» **SOURCE DATA**:
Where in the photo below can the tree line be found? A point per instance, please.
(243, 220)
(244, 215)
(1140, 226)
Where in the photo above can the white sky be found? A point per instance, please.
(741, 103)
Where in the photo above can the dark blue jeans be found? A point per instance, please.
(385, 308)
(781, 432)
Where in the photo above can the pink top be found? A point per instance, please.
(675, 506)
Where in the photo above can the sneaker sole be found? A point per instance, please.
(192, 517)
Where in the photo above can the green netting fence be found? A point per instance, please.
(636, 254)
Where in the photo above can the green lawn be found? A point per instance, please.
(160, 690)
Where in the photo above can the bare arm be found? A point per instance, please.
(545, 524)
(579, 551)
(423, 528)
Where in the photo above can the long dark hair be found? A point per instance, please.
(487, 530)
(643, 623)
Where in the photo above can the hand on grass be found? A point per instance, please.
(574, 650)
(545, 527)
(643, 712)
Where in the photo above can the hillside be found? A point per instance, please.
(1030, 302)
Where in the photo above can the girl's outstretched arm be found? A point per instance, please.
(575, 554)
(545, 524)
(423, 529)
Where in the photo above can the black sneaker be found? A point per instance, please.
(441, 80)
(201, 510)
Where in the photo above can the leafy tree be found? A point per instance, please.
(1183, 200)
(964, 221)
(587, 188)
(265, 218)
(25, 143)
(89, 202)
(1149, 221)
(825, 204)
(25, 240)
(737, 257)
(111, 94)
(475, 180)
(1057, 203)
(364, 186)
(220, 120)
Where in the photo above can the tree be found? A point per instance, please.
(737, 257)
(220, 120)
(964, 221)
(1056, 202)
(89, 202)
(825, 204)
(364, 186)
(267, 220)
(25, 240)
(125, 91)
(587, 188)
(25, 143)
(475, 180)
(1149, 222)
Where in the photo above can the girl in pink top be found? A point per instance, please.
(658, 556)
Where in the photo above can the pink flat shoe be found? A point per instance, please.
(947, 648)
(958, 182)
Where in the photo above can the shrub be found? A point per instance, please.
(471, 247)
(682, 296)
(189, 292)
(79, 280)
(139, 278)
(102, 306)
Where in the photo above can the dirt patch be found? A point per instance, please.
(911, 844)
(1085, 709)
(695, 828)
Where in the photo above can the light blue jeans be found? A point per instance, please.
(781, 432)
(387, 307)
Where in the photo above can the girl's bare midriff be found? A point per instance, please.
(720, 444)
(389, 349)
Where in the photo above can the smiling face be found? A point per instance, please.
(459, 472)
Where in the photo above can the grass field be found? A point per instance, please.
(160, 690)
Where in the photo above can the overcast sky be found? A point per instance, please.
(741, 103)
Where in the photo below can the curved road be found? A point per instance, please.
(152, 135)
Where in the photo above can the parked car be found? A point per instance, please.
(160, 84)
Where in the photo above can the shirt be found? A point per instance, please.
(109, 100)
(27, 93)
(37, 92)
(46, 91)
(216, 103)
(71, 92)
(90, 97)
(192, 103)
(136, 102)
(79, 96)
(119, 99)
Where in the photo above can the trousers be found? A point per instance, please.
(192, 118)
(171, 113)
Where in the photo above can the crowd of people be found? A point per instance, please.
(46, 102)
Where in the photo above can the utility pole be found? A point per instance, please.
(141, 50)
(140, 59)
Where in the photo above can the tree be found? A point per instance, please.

» **WHAT YOU SHOULD DO**: Please write out the material again, from the line containing "Where in the photo above can the trousers" through the end of the material, and adjust every coordinate in the answers by adding -45 to it.

» **REPLY TO THE TASK**:
Where in the photo above can the trousers be found? A point per instance, please.
(147, 73)
(126, 68)
Where in the photo above can the crowd of people be found? A point per instance, please.
(1, 57)
Where in the photo above can the utility pole be found? A point per instance, please.
(96, 5)
(95, 14)
Where in the photo above can the tree be found? A point per instance, please.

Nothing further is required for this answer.